# [Task]
Below are some entries. Repeat exactly the lines from the one with "52L330 79L307 103L300" through the one with "positive clicks: (333, 46)", and only those.

Stored records
* * * * * * * * *

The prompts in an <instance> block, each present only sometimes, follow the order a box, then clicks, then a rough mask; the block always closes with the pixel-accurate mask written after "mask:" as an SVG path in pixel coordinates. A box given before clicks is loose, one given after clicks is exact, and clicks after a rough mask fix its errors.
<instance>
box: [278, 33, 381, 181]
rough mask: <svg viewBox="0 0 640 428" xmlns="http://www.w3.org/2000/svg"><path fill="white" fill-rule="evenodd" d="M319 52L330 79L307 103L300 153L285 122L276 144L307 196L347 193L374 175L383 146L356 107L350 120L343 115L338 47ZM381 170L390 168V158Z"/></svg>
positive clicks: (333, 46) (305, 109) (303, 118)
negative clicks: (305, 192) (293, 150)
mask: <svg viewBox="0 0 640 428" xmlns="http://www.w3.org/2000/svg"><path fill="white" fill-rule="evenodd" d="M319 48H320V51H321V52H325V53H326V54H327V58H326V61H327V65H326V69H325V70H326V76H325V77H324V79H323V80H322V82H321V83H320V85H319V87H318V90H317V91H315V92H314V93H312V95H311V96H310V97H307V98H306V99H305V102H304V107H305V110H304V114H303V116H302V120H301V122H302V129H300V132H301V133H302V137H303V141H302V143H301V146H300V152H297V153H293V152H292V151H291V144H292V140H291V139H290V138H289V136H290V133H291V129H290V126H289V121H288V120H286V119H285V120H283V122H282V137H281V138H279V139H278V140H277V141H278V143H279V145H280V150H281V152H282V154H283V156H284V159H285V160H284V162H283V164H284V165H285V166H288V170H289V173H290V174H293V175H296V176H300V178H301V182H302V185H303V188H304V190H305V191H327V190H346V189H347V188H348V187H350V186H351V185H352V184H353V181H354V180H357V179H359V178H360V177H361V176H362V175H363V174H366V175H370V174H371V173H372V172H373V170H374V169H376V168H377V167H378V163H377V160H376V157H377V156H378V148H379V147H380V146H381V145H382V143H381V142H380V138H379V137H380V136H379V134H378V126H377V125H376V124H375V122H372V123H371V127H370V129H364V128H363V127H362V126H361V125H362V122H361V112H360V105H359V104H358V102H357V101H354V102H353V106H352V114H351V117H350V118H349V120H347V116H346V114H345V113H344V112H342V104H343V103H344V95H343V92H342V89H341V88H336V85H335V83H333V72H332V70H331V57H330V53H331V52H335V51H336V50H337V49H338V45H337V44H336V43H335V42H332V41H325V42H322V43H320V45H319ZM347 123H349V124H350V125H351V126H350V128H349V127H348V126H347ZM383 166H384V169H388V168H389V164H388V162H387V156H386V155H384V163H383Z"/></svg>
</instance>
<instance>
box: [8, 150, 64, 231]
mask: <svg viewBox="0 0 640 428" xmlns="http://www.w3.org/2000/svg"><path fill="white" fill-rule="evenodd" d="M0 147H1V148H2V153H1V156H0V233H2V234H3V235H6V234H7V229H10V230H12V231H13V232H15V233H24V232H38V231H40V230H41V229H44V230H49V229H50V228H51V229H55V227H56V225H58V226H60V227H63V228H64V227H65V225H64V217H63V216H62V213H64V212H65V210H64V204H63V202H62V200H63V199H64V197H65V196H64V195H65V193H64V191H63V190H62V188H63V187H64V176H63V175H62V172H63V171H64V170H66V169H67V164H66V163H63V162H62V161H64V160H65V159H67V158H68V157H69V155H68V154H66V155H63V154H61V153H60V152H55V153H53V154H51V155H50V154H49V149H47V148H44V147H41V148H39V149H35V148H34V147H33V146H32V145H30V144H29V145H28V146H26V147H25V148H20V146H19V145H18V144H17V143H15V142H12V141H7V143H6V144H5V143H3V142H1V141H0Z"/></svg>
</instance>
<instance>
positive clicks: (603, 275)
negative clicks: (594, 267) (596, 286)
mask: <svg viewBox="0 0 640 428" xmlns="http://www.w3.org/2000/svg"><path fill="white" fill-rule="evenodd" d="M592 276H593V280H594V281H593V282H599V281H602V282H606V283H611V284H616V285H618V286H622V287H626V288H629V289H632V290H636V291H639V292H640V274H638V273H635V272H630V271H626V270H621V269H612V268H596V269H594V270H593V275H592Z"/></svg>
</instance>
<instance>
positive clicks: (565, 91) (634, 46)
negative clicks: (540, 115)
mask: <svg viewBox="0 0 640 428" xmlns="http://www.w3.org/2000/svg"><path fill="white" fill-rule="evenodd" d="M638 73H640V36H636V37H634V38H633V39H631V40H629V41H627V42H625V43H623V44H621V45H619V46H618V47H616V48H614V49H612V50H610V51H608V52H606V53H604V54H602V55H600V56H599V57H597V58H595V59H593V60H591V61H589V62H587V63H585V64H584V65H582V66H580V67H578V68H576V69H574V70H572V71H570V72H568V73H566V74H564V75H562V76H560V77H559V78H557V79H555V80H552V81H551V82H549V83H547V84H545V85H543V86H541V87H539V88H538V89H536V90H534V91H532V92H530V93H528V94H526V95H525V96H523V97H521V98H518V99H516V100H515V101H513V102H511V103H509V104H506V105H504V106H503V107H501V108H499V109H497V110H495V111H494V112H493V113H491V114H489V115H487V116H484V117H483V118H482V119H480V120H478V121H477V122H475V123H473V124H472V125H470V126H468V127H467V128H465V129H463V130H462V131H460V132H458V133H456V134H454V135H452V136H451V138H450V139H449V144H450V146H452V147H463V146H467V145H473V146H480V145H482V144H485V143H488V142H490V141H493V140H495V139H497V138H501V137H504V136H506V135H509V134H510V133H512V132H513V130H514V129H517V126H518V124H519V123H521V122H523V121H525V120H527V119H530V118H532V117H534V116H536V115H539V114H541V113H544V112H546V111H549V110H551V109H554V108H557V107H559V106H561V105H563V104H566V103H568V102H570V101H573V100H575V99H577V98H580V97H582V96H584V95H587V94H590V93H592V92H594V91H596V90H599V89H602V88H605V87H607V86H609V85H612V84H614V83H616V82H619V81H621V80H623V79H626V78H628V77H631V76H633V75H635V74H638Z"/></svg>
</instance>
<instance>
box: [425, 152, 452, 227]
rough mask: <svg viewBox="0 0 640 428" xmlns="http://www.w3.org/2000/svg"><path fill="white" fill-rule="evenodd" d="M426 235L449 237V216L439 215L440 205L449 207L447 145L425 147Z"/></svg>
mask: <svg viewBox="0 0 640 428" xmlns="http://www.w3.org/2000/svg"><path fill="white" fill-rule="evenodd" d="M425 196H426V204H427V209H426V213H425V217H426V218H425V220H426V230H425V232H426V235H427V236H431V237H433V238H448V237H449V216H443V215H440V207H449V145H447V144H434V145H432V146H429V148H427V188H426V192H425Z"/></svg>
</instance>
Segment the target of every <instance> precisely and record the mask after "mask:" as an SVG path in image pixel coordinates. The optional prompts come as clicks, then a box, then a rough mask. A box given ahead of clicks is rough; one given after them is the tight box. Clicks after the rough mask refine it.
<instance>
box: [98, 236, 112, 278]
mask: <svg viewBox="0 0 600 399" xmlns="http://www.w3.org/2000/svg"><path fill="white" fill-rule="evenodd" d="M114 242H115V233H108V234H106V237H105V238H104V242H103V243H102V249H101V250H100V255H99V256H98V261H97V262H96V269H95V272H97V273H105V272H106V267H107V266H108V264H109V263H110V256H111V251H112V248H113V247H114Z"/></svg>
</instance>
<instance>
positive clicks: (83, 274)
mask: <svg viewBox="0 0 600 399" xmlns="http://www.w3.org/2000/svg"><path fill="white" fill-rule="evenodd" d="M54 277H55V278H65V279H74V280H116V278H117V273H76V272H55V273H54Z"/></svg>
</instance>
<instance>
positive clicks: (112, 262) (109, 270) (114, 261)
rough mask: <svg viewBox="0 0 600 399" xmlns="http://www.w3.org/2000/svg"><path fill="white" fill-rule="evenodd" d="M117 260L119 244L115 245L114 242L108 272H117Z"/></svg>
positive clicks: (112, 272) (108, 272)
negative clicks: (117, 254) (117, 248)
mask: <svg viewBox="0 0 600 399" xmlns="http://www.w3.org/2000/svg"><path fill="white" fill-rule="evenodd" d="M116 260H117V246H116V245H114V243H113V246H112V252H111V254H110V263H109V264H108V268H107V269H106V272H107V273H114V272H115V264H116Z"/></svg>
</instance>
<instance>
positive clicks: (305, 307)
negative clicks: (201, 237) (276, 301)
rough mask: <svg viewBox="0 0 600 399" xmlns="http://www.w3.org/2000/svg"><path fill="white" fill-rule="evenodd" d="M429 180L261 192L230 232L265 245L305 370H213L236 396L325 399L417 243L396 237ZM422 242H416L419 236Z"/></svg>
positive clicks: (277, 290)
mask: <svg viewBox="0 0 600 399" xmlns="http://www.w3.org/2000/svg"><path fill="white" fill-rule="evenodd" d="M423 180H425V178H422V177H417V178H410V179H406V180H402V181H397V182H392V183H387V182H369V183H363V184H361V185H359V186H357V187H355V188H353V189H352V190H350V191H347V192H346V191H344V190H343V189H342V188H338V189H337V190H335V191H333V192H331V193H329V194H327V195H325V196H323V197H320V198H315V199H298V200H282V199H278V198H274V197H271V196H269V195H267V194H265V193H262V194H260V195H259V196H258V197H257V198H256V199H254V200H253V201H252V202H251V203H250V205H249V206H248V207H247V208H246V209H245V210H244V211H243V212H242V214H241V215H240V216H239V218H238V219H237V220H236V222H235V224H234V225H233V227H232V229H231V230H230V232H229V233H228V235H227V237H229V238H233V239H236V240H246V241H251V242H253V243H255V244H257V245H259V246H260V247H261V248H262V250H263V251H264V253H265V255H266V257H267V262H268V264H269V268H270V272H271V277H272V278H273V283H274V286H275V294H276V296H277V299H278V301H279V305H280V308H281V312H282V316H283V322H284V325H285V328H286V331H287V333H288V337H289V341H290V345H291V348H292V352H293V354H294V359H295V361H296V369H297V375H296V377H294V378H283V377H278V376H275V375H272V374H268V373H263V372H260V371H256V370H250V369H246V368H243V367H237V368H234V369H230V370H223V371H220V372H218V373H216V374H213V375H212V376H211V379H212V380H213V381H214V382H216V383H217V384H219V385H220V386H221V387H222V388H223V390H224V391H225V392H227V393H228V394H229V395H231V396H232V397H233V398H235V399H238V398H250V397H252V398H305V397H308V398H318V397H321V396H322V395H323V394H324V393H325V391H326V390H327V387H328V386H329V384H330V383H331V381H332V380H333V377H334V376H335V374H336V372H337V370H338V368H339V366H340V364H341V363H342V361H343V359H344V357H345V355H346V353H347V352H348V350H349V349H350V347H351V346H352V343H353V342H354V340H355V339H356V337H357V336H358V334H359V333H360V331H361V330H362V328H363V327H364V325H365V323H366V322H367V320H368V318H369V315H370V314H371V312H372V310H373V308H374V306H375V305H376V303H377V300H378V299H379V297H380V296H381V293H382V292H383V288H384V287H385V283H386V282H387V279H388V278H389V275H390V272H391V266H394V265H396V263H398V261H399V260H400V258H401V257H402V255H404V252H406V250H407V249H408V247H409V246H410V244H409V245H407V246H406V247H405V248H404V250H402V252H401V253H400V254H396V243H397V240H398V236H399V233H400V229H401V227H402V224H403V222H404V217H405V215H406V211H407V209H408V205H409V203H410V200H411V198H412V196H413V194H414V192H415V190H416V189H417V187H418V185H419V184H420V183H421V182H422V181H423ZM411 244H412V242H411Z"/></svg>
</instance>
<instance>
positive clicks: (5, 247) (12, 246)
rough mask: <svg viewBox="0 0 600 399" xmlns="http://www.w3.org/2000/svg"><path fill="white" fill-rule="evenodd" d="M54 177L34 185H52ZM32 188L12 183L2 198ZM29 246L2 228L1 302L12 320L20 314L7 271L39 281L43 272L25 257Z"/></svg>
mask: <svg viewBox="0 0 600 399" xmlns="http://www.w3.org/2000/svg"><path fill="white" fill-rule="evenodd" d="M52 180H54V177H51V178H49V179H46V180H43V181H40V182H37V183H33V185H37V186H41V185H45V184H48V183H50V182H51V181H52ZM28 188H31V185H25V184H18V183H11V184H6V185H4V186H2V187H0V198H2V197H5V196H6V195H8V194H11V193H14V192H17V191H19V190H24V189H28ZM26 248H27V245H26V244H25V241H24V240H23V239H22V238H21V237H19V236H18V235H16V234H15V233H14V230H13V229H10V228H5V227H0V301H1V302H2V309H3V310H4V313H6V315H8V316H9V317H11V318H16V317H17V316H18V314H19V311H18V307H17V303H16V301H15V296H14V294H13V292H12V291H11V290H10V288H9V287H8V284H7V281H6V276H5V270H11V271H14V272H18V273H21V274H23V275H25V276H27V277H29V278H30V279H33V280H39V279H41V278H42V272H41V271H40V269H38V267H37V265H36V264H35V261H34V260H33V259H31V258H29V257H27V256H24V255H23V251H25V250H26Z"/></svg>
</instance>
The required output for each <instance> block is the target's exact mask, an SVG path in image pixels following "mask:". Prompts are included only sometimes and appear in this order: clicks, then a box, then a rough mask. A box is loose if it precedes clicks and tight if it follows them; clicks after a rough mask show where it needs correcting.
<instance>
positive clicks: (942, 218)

* * * * * * * * *

# [Solution to this problem]
rough mask: <svg viewBox="0 0 640 428" xmlns="http://www.w3.org/2000/svg"><path fill="white" fill-rule="evenodd" d="M319 52L330 79L307 103L300 153L285 122L276 144L307 196L347 193L374 175L383 146L356 107L350 120L343 115L338 47ZM381 170L390 168V158Z"/></svg>
positive clicks: (333, 46) (305, 109) (303, 118)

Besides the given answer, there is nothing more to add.